# [EXTRACTED TEXT]
· · · ·
I think that's all all that need be said.  The way I read the standard,
this is permissible.  And it compiles on g++2.7.0, also.  So the
compiler needs to check every static_cast to make sure that it's not
something like this.  This, by the way, is what I meant by casts between
incompatible pointer types -- casts between pointer types that are not
members of a common inheritance hierarchy.

> Current C++ garbage collectors are able to handle pointers into the
> middle of an object.  This is not a particular problem.
I'm glad to hear it.  This being the case, it sounds like we won't have
to wait too long for the day when we all have garbage collection
available in our compilers.

>
> |>  So
> |>  should it be disallowed in a garbage-collecting implementation?  And
> |>  static-casting down an inheritance hierarchy that has virtual functions
> |>  -- should the compiler give an error, should it assume that you know
> |>  what you are doing and hell to pay if you don't, or should it covertly
> |>  change the static cast into a dynamic cast?
>
> If you don't know what you are doing, the results are (currently)
> undefined behavior.  So it really doesn't matter what you do.  IMHO, a
> good compiler would implement a static_cast down in exactly the same way
> it implements a dynamic_cast, with, however, a compiler option to
> suppress the test.  (This is currently legal anyway.)
I agree completely here.

>
> |>  And actually, even casting
> |>  to and from void* would be doable, if you were willing to have the
> |>  compiler add some run-time checking to such casts.  But should this be
> |>  standard, optional, or disallowed altogether (see note 2)?
>
> The experience of Ellis and Detleff in implementing their C++ garbage
> collector would seem to indicate that this is not a problem.
The problem here is, however, that the Ellis-Detleff collecter is a
conservative collector.  I really don't believe that garbage-collection
will truly take off until we have copy-collection.  Once we have found a
satisfactory subset of the C++ language that is amenable to
copy-collection, then an only then will we be able to leverage off the
tremendous knowledge base in the Lisp community.  Moreover, copy
collection has the potential to be MUCH more efficient than other
garbage collection methods -- not only doesn't in have to worry about
deallocating memory that is no longer referenced, it also improves
locality of reference over time, rather than worsening it.

>     void
>     hide( T* p , void* dst )
>     {
>         memcpy( dst , &p , sizeof( p ) ) ;
>         for ( int i = 0 ; i < sizeof( p ) ; i ++ )
>             reinterpret_cast< char* >( dst )[ i ] ^= 0x55 ;
>     }
>
>     T*
>     unhide( void* src )
>     {
>         char            tmp[ sizeof( T* ) ] ;
>         memcpy( tmp , src , sizeof( T* ) ) ;
>         for ( int i = 0 ; i < sizeof( p ) ; i ++ )
· · · ·
# [WORK TO DO]
• a. According to the discussion of C++ garbage collection, what kind of collector is the Ellis-Detleff collector?
• b. In the discussion of C++ garbage collection, condense the paragraph beginning "The problem here is, however," keeping its main points.
The entries are separate material, unrelated to the discussion of C++ garbage collection.

(Dataset items)
· · · ·
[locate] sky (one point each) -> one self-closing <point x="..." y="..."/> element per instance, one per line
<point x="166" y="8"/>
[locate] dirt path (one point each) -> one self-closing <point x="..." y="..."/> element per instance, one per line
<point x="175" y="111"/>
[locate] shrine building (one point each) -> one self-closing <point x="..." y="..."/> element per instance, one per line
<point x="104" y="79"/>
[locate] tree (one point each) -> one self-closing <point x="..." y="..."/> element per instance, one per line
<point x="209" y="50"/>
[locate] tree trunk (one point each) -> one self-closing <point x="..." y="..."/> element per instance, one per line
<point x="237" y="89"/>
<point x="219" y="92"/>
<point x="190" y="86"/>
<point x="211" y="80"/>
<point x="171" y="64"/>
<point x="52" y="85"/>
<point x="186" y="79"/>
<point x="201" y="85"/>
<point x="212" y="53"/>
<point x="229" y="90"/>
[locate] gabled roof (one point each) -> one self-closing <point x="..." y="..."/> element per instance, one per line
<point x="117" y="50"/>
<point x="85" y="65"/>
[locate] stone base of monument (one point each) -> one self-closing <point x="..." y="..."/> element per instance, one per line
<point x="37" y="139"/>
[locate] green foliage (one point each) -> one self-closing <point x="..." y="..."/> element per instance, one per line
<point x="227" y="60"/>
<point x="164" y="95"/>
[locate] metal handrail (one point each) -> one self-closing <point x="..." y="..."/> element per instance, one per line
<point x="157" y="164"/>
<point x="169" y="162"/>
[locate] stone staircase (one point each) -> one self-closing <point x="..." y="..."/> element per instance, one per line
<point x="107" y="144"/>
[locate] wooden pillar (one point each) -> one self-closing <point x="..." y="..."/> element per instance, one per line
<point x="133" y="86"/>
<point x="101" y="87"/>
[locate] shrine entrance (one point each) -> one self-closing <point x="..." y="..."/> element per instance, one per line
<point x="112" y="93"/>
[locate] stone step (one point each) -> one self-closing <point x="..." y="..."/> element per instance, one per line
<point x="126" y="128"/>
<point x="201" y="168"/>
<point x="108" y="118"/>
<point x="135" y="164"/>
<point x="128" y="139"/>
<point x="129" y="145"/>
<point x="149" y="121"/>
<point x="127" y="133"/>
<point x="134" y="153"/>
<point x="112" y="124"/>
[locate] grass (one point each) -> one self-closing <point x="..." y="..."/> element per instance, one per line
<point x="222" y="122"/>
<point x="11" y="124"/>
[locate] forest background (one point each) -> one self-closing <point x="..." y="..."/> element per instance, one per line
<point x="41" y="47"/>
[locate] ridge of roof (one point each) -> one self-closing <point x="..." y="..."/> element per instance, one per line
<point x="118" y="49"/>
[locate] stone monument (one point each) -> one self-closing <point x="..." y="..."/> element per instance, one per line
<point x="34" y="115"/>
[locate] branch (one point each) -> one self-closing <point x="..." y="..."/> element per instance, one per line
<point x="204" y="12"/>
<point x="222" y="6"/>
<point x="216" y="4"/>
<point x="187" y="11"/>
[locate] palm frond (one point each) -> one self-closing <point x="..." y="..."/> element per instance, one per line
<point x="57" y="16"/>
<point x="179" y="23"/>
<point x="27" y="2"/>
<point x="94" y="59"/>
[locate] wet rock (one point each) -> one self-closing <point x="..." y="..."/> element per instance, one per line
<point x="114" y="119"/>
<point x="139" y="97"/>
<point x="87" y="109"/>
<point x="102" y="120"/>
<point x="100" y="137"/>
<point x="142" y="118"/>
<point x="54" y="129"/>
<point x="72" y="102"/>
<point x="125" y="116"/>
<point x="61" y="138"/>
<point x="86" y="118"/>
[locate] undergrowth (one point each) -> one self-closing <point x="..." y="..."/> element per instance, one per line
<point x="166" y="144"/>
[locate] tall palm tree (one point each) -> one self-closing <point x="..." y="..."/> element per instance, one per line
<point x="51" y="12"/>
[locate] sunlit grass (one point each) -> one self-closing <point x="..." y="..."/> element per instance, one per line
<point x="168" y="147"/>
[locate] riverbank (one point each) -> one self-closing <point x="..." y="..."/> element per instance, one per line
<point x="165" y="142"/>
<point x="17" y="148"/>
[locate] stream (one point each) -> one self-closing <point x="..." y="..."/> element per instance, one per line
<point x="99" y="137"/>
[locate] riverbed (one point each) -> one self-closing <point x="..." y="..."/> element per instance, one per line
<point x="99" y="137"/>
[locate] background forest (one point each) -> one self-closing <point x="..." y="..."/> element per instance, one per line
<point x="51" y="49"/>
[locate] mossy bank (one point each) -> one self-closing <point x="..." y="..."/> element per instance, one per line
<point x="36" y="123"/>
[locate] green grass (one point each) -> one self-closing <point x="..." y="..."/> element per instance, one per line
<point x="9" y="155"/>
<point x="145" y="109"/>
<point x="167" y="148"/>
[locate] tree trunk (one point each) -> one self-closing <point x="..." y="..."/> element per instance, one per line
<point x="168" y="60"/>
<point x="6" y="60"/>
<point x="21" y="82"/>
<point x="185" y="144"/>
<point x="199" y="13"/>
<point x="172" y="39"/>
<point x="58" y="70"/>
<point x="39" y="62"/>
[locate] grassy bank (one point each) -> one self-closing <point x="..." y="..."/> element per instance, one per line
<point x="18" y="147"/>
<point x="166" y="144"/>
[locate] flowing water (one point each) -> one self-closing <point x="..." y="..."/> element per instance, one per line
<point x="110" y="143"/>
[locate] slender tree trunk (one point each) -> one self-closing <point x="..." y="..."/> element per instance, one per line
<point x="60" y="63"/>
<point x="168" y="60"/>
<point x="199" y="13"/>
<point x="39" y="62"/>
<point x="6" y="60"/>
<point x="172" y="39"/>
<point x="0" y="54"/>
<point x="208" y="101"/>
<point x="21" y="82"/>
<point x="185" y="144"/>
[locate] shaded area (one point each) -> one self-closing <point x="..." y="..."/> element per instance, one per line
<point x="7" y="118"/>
· · · ·
# [EXPECTED ANSWERS]
• a. It is a conservative collector.

• b. The Ellis-Detleff collector is conservative, and the writer doubts garbage collection will truly take off until copy-collection is available. Only after finding a satisfactory subset of C++ that suits copy-collection will the Lisp community's large knowledge base become usable. Copy collection could also be much more efficient than other methods. It need not handle deallocating unreferenced memory, and it improves locality of reference over time rather than worsening it.